Data provided section start

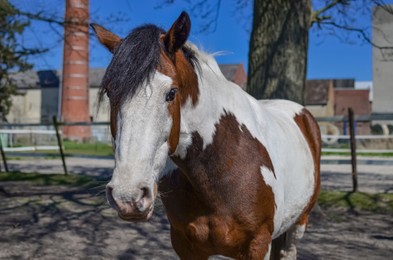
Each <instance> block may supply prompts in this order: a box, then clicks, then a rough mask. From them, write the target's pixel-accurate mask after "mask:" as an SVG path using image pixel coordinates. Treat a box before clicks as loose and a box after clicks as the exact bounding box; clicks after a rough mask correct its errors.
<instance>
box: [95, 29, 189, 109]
mask: <svg viewBox="0 0 393 260" xmlns="http://www.w3.org/2000/svg"><path fill="white" fill-rule="evenodd" d="M163 33H165V31H164V30H163V29H161V28H159V27H157V26H155V25H151V24H148V25H144V26H141V27H138V28H136V29H134V30H133V31H132V32H131V33H130V34H129V35H128V36H127V37H126V38H124V39H123V40H122V42H121V44H120V45H119V46H118V47H117V48H116V50H115V52H114V54H113V58H112V61H111V62H110V64H109V66H108V68H107V70H106V72H105V75H104V78H103V80H102V83H101V87H100V91H99V101H102V99H103V96H104V95H105V94H108V96H109V97H110V99H111V101H112V102H114V104H112V105H115V106H117V107H118V105H119V104H120V103H121V102H122V101H123V100H124V99H125V98H131V97H132V96H133V95H135V93H136V91H137V89H138V88H139V87H140V86H141V85H142V83H143V82H144V81H149V80H151V78H152V76H153V74H154V72H155V70H156V69H157V67H158V64H159V62H160V51H161V50H163V48H164V46H163V44H162V43H161V41H160V35H161V34H163ZM182 51H183V53H184V55H185V57H186V59H187V60H188V61H189V62H190V63H191V65H192V66H193V67H194V66H195V65H197V60H196V58H195V55H194V52H193V51H192V50H191V49H190V48H188V47H186V46H183V47H182Z"/></svg>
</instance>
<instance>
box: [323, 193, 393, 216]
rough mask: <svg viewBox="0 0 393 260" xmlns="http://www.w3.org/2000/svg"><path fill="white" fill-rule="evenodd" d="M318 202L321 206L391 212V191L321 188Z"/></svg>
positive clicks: (391, 193)
mask: <svg viewBox="0 0 393 260" xmlns="http://www.w3.org/2000/svg"><path fill="white" fill-rule="evenodd" d="M318 203H319V204H320V206H322V207H336V208H343V209H347V210H355V211H359V210H360V211H369V212H375V213H384V214H393V194H392V193H376V194H370V193H363V192H354V193H352V192H342V191H326V190H322V191H321V194H320V195H319V199H318Z"/></svg>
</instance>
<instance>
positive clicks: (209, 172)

Data provided section end

Reproduce the material from its first line through the line containing "box: [95, 29, 189, 109]", inclusive, swapping "prompts" for "cues" and leaving everything else unchanged. Omit the pictures.

■ **Answer space**:
Each <instance> block may supply cues in this order: a box, then clicks, then a rough mask. From them, write the target's pixel-accurate mask after "mask:" as an SVG path using image pixel coordinates. Treat a box before clicks as loose and a box after clicks as the exact bounding box; clicks after a rough mask correct its errors.
<instance>
box: [95, 29, 189, 109]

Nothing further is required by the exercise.